Part of a data file =>
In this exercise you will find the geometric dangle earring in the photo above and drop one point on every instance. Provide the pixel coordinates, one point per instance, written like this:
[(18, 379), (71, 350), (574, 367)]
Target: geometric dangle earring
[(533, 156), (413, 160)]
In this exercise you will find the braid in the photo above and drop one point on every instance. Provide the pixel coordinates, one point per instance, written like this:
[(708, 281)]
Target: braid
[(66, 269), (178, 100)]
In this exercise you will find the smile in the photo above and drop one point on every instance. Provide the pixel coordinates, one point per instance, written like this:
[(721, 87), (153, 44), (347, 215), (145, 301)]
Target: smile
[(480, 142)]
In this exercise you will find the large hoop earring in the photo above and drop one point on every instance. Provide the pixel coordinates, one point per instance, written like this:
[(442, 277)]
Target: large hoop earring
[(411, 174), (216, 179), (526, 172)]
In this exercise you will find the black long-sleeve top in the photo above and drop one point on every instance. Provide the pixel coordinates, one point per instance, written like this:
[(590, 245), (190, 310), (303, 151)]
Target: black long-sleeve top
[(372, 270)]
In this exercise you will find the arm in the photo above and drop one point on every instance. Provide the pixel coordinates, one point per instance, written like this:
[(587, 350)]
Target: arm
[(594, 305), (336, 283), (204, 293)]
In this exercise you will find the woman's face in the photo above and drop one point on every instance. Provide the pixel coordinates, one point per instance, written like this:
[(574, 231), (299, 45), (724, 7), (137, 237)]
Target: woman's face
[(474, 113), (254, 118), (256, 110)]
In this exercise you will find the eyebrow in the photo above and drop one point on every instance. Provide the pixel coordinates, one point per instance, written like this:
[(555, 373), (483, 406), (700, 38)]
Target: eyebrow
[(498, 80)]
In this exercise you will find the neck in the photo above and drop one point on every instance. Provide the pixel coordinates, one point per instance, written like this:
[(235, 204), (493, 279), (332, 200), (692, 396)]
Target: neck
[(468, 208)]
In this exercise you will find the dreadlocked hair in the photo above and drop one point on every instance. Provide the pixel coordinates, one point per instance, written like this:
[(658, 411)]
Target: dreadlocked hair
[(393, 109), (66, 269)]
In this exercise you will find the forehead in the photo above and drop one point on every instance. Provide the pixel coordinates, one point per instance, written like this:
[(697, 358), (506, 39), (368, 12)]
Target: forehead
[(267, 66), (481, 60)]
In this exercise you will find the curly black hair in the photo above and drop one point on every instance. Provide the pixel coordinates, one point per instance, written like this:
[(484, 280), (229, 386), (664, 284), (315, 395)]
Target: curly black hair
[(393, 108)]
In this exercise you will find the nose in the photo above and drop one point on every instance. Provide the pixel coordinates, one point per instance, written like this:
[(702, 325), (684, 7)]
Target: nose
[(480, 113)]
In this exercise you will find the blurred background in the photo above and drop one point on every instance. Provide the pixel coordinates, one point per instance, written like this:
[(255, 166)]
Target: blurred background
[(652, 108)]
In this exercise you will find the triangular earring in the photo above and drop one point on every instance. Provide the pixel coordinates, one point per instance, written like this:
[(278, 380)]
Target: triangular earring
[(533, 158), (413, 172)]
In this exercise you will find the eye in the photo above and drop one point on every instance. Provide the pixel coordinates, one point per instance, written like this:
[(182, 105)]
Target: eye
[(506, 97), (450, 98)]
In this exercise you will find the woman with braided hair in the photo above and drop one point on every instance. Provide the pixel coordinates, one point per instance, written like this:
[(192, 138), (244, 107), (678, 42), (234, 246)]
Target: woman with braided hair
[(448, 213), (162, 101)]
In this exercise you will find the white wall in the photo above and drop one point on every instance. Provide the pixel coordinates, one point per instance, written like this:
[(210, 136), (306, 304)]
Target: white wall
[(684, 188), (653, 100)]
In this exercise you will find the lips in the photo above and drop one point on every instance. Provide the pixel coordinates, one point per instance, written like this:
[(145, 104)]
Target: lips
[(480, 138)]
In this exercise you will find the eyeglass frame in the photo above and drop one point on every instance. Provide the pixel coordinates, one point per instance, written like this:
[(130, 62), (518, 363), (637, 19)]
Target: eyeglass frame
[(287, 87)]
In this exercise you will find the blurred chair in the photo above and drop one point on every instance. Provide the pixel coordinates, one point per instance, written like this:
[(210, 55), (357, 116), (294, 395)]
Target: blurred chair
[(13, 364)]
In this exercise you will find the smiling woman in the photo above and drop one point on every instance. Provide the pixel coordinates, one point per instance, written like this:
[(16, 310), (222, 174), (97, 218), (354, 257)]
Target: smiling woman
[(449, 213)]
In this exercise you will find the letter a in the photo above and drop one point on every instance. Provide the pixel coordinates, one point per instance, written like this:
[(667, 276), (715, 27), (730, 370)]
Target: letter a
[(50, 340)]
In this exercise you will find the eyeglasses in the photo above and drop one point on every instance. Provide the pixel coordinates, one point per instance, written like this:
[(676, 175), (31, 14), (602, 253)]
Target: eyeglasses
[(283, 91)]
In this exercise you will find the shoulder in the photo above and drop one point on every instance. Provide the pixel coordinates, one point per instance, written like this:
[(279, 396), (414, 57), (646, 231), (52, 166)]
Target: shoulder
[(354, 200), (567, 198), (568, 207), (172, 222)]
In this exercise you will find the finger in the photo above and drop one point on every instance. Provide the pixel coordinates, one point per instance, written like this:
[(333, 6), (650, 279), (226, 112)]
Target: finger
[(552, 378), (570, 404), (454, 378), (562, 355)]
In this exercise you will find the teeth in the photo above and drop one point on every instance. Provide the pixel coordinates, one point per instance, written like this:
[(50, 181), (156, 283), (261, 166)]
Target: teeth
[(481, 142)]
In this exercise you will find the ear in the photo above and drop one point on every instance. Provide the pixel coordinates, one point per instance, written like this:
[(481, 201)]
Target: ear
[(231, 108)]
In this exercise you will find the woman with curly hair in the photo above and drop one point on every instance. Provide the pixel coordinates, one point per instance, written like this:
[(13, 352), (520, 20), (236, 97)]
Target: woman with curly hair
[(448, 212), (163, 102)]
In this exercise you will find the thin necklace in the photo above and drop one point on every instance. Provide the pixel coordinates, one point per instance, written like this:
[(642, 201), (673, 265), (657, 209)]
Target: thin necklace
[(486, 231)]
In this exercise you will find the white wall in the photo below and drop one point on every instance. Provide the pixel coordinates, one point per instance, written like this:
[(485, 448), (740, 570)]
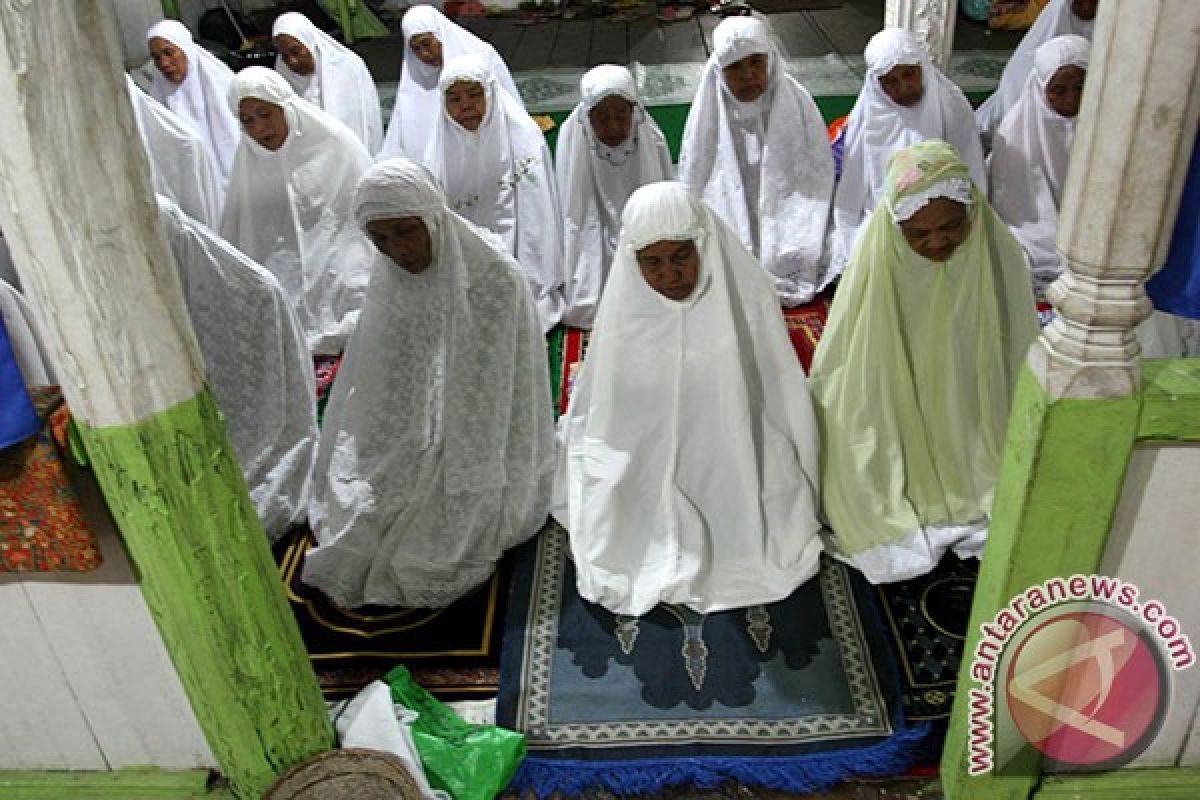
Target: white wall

TASK BRIEF =>
Copy the listing above word for word, leaving out the pictures.

FINISHED ANSWER =>
In this exercise you will find the geometric dangle earring in the photo above and drop one point on every instance. Provide the pixel coordinates, one point per instance, written like this:
[(18, 379), (71, 350), (574, 367)]
Target: geometric dangle earring
[(533, 156), (413, 160)]
In this exercise you will find the braid in the photo above and drop one point on every instance. Provide the pixel coordinates, one point per instance, written like this:
[(708, 281)]
Target: braid
[(66, 269), (178, 100)]
In this exercise you will find the smile in the photo above and drop one point on every instance. Provide the pixel coordinates, one point per instance, written like this:
[(721, 87), (153, 44), (347, 215), (145, 301)]
Target: smile
[(480, 142)]
In this exercise you will find the large hoop earring in the photo above and drop one point on every instance. Provide the pixel coordinates, one point per instance, written like this:
[(442, 277)]
Target: large hoop earring
[(411, 174), (216, 179), (526, 172)]
In this exercise you will find the black long-sleeve top in the photo above and drop one point on every instance. Provide the pixel coordinates, one point per instance, written like this:
[(590, 245), (190, 310), (303, 151)]
Target: black long-sleeve top
[(372, 270)]
In this exercise you will find the arm in the photo above and drop one point on every instance. Provide the pixel coordinates, one point per instance, written like this:
[(587, 350)]
Target: arm
[(594, 305), (336, 283), (204, 293)]
In this exercise you will find the woman's face in the photo above and drop one point on every instance. Provide the pixel coordinates, one point per instance, written like this:
[(574, 231), (299, 45), (724, 7), (137, 237)]
Target: woman's face
[(474, 113), (254, 118), (256, 110)]
In this exercise you will find the eyebrow in the photo above and drop one point on every instance. Provide the pixel coordinates, one point per instance, written like this:
[(555, 373), (483, 406), (700, 38)]
Target: eyebrow
[(498, 80)]
In this exercise you will find the neck in the photo above and drop one point on every instance. Provide the pixel coordinates, one point per instance, written like this:
[(235, 204), (493, 279), (332, 200), (692, 396)]
Target: neck
[(468, 208)]
In this exercise you will find the dreadlocked hair in the photo above and drop one point on every instance. Provide the pixel coordinates, one point per instance, written like this:
[(658, 411)]
Target: dreadlocked hair
[(393, 109), (66, 269)]
In this exercise you will find the forehead in the photo above and drop one point on every instance. Provide the pixel coordinates, one point per instance, written like this:
[(697, 358), (506, 39), (368, 12)]
Target: forehead
[(267, 66), (481, 60)]
In this exercise you will find the curly black hair in the photo above and drop one point on every instance. Provide the pixel coordinates, one point per instance, written like this:
[(484, 280), (229, 386), (664, 284), (315, 395)]
Target: curly black hair
[(393, 108)]
In this exercise you will find the nose in the photo above and drop one point on every instance. Provide the pixel coordinates, one point per instance, written like this:
[(702, 325), (684, 7)]
Target: nose
[(480, 113)]
In this exercise you will find the blurred background in the photo above and drop one point on every instance. Provide the pixel coordinates, one point per instance, written like this:
[(255, 166)]
Target: blurred background
[(652, 108)]
In this exercise you will find the triangular earring in the photo above and drop one point on every instance. Provide the pixel coordinates, one point per instance, written like this:
[(278, 380)]
Target: triangular earring
[(533, 158), (413, 172)]
In this exercise you will find the eye in the photo above and drop one point on every instance. Provide the pixel coordinates, one point per instance, written like this:
[(182, 105)]
Target: eye
[(506, 97), (450, 98)]
In this exercise you will find the woman with braided hair in the photo above and drop one point on every instance. Provide the pixel coordinates, one point per instance, written like this:
[(192, 138), (244, 107), (678, 42), (234, 246)]
Target: woman with braided hair
[(448, 213), (162, 101)]
In this exercise you will find the white wall in the photo above and drop one point on every instance. Provide the pixel coordinates, one point per instance, written like this:
[(210, 136), (306, 304)]
Target: white wall
[(684, 188), (653, 100)]
In this exercise you will find the lips in the photo above and drop one point on every instance. Provide the pixel coordinates, one point per instance, written like this:
[(145, 104)]
Target: lips
[(480, 138)]
In this exercise you will find the eyeglass frame in the photo above and drop one point on every instance. Provide the pixel coordinates, one point per instance, written like this:
[(130, 62), (518, 363), (637, 19)]
Target: eyeglass frame
[(287, 87)]
In this exercise you will find the blurred chair in the photo above and drop one point on every instance. Provide the pixel coordinates, one point per instance, written like this:
[(210, 55), (357, 116), (294, 395)]
Target: blurred chair
[(13, 364)]
In this exercise you will find the smiling woman in the photo above and drop one point on every instance. Provide the pixel coordinates, one point per instance, written like this:
[(16, 310), (222, 174), (97, 218), (354, 257)]
Target: smiling woman
[(449, 213)]
In this exercise you will find the letter a in the photo above and drop one point on every instance. Provide the pixel coordinates, one point per instance, written like this:
[(667, 276), (715, 27), (730, 370)]
Target: letter a
[(50, 340)]
In this exercise you will find the eyeglasses in the photo above and drop one point on every instance. Provide the pixel coordinates, one point per instance, written like this:
[(676, 175), (31, 14), (602, 253)]
Target: eyeglasses
[(283, 91)]
In this exercise you will find the shoulder in the photo above and drop one point on every instance. Provide the pixel coordinates, one point per instance, written like this:
[(279, 396), (414, 57), (646, 231), (52, 166)]
Target: shoulder
[(354, 200), (567, 198), (568, 207), (172, 222)]
In this exercise you will find the finger in the photo above and drop one point on every instance. Provide the pixel coordinates, one point per instance, written like this:
[(333, 6), (650, 279), (226, 112)]
Target: finger
[(552, 378), (570, 404), (454, 378), (562, 355)]
In this exercise you will find the teeth in the photo above and drop one point on every instance. Provide the pixel coordinates, one point per instance, written like this:
[(50, 181), (156, 283), (261, 166)]
Target: teeth
[(481, 142)]
In this exercise you will find the ear in the photo above and drop one point on every instance. Provide the pixel coordinates, one point per instance, written like this:
[(481, 201)]
Target: ear
[(231, 108)]
In this exercise you will find the woman with curly hair in the photo above and drop one point on every instance. Provide the pixel coordinates, one point per instance, written like this:
[(13, 352), (520, 20), (236, 97)]
Target: woman with curly hair
[(448, 212), (163, 102)]
In this exercise you will find the thin necklace in the photo above and drop one point on every instance. Provide the pixel coordinates, one point per instance, written like this:
[(642, 201), (673, 265), (657, 209)]
Target: thin necklace
[(486, 231)]
In this exercise you will find the white wall in the photo below and drop one point on every instance. Provide the pixel coordinates, one point per instance, written like this:
[(485, 448), (740, 570)]
Target: white wall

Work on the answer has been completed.